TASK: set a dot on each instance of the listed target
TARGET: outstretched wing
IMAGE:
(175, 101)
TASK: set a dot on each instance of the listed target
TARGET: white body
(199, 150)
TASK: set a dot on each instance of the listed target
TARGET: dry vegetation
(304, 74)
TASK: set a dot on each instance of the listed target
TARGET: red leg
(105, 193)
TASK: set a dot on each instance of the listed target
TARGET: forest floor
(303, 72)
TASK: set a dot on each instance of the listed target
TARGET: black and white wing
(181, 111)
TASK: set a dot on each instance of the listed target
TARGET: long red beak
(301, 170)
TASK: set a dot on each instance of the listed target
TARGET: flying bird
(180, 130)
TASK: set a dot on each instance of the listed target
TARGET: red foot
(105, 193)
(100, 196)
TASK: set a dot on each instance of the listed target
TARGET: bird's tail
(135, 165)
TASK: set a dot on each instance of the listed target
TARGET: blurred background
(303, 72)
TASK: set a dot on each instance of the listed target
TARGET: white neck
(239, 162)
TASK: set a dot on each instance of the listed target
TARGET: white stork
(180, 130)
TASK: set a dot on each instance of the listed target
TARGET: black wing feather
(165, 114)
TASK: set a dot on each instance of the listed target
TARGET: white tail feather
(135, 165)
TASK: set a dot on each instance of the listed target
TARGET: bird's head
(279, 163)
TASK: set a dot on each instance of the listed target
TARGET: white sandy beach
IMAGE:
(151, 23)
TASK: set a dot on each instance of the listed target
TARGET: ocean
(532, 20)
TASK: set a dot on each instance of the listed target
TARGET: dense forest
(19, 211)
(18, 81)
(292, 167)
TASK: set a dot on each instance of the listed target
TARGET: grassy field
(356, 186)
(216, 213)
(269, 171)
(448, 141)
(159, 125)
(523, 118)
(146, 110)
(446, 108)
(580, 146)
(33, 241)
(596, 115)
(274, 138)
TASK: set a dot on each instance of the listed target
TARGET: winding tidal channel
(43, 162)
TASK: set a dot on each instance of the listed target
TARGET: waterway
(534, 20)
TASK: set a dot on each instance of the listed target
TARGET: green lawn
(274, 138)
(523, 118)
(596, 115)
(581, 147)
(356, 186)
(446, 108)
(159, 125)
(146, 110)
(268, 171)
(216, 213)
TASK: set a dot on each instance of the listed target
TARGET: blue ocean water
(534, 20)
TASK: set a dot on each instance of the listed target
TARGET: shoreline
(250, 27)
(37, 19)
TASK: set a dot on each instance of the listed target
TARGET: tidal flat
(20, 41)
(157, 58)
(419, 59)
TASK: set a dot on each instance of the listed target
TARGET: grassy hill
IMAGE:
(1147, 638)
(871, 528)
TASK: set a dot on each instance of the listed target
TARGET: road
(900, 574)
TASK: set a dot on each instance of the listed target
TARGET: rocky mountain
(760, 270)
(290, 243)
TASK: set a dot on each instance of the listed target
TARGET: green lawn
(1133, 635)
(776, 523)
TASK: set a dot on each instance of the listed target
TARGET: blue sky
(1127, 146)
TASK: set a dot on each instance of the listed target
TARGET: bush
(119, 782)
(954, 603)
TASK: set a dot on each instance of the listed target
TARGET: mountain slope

▸ **AIM OF THE EXERCISE**
In full and without edits, repeat the listing above.

▸ **OUTPUT FOR THIS EXERCISE**
TASK: set a dot on each instance of the listed target
TARGET: outstretched wing
IMAGE:
(175, 101)
TASK: set a dot on each instance of the listed target
TARGET: white body
(199, 150)
TASK: set a dot on each instance of the listed target
TARGET: dry vegetation
(304, 74)
TASK: set a dot on each instance of the listed target
TARGET: red leg
(105, 193)
TASK: set a dot on each instance of the listed target
TARGET: forest floor
(303, 72)
TASK: set a dot on each instance of the listed target
TARGET: black and white wing
(181, 111)
TASK: set a dot on each instance of the listed target
TARGET: long red beak
(301, 170)
TASK: set a dot on each instance of the listed target
TARGET: flying bird
(180, 130)
TASK: set a dot on each instance of the listed target
TARGET: red foot
(105, 193)
(100, 196)
TASK: set a dot on each instance of the listed target
TARGET: bird's tail
(135, 165)
TASK: set a dot on each instance of the listed target
TARGET: blurred background
(303, 72)
TASK: set a dot on each instance of the listed target
TARGET: white neck
(239, 162)
TASK: set a dot on each instance of the listed target
TARGET: white stork
(180, 130)
TASK: set a dot on each instance of the listed target
TARGET: black wing feather
(165, 114)
TASK: set a dot on each instance of the listed target
TARGET: white tail feather
(135, 165)
TASK: set a dot on each instance of the listed target
TARGET: bird's head
(279, 163)
TASK: set a dot on each instance of the listed target
TARGET: white sandy beach
IMAGE:
(151, 23)
TASK: set a dot on each instance of the listed target
TARGET: ocean
(532, 20)
TASK: set a dot on each instance of the listed target
TARGET: dense forest
(19, 211)
(18, 81)
(292, 167)
TASK: set a dot on each instance of the listed target
TARGET: grassy field
(356, 186)
(216, 213)
(269, 171)
(448, 141)
(159, 125)
(523, 118)
(146, 110)
(446, 108)
(580, 146)
(33, 241)
(596, 115)
(274, 138)
TASK: set a dot on each instance of the listed target
TARGET: winding tidal channel
(43, 162)
TASK: set a dot on each instance of the listed target
TARGET: waterway
(534, 20)
TASK: set a dot on each instance of the listed target
TARGET: green lawn
(274, 138)
(523, 118)
(596, 115)
(581, 147)
(356, 186)
(446, 108)
(159, 125)
(146, 110)
(268, 171)
(216, 213)
TASK: set a dot on each instance of the listed target
TARGET: blue ocean water
(534, 20)
TASK: set a dot on each instance of the listed target
TARGET: shoreline
(250, 27)
(37, 19)
TASK: set a dot on each instance of the listed target
TARGET: tidal flat
(20, 41)
(157, 58)
(419, 59)
TASK: set a dot on each instance of the listed target
TARGET: grassy hill
IMAGE:
(1147, 638)
(871, 528)
TASK: set a dot on each instance of the listed target
TARGET: road
(900, 574)
TASK: set a dot on each instance of the listed target
TARGET: rocky mountain
(760, 270)
(290, 243)
TASK: set a dot on each instance of the listed target
TARGET: green lawn
(1133, 635)
(776, 523)
TASK: set a dot on each instance of the listed target
TARGET: blue sky
(1127, 146)
TASK: set a dot on each instance of the listed target
TARGET: bush
(119, 782)
(954, 603)
TASK: set a dot on each instance of the listed target
TARGET: mountain slope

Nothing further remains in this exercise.